• _AIM_
Without the pictures, copy all the entries below exactly.
+===+
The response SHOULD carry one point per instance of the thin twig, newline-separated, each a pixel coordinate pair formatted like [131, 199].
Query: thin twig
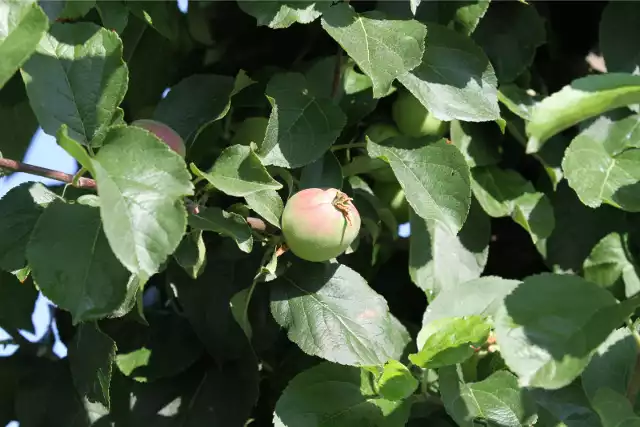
[15, 166]
[337, 74]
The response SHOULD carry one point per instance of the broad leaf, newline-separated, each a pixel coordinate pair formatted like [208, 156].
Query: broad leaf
[510, 34]
[268, 204]
[329, 311]
[479, 297]
[195, 102]
[347, 399]
[612, 364]
[602, 164]
[296, 116]
[618, 29]
[141, 183]
[239, 172]
[578, 229]
[225, 223]
[506, 193]
[326, 172]
[478, 142]
[497, 400]
[16, 303]
[584, 98]
[72, 262]
[77, 77]
[455, 79]
[396, 381]
[614, 409]
[91, 355]
[439, 259]
[282, 13]
[20, 209]
[449, 341]
[383, 49]
[548, 342]
[17, 121]
[22, 25]
[163, 349]
[612, 266]
[433, 175]
[114, 15]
+===+
• _RESULT_
The response SHOULD carry one point per instance of the thin twig, newline-separated, each a pixel coordinate pair formatted like [131, 199].
Query: thin twig
[15, 166]
[337, 74]
The response SHOULD carry one point per instance of the broad leaf, newline-separated, each a pixel coordinate pair formatted like [208, 156].
Query: broad leaf
[510, 34]
[268, 204]
[329, 311]
[479, 297]
[195, 102]
[347, 399]
[612, 364]
[602, 164]
[296, 116]
[618, 29]
[141, 183]
[239, 172]
[578, 229]
[225, 223]
[506, 193]
[326, 172]
[478, 142]
[497, 400]
[16, 303]
[584, 98]
[72, 262]
[77, 77]
[455, 79]
[396, 381]
[614, 409]
[91, 355]
[439, 259]
[282, 13]
[20, 209]
[449, 341]
[383, 49]
[548, 342]
[17, 121]
[22, 25]
[163, 349]
[612, 266]
[433, 175]
[114, 15]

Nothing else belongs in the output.